Activity:
If a line in the listing includes the word "mountain", copy it out.

Dataset extract:
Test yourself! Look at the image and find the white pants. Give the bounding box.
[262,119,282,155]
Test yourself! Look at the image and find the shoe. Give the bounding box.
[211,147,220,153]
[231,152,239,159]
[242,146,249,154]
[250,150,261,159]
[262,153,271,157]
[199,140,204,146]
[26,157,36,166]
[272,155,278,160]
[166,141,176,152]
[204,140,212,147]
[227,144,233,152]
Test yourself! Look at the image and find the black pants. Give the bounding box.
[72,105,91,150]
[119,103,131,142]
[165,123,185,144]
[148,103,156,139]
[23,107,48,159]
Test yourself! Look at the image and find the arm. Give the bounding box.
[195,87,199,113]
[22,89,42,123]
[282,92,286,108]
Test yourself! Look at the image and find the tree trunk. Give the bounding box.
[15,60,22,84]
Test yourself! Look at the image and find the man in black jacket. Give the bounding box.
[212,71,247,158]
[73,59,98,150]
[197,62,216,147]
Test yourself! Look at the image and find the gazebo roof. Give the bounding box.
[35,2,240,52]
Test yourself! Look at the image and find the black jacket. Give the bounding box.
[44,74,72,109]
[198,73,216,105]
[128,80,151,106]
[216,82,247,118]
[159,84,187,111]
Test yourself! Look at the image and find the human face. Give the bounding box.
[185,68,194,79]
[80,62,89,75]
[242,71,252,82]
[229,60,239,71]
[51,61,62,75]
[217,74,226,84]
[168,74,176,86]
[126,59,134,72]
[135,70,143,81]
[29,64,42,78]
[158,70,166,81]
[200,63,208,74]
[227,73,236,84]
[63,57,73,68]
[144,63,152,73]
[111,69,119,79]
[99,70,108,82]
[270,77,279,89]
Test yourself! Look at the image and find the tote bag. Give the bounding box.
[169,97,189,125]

* * *

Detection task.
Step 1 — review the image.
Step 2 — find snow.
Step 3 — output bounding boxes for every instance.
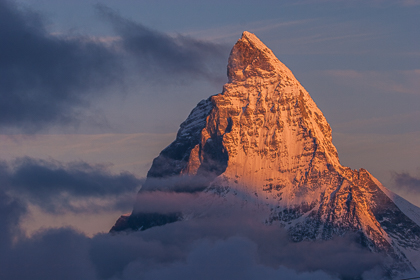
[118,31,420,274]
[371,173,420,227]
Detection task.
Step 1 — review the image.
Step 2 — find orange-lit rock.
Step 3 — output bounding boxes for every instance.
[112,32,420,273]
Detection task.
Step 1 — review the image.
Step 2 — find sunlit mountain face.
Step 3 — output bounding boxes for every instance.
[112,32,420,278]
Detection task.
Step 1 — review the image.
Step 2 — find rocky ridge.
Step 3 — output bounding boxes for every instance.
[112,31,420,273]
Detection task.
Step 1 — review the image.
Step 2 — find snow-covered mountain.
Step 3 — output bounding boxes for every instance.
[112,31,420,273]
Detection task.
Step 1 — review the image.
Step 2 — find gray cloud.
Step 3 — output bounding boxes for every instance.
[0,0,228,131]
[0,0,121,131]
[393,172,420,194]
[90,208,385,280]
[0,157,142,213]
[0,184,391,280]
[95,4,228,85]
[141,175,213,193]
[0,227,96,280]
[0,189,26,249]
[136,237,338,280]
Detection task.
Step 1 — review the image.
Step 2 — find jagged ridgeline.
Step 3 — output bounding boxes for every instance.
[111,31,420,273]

Response to the task:
Step 2 — find sunlit mountain face.
Step 2 — find snow-covered mountain.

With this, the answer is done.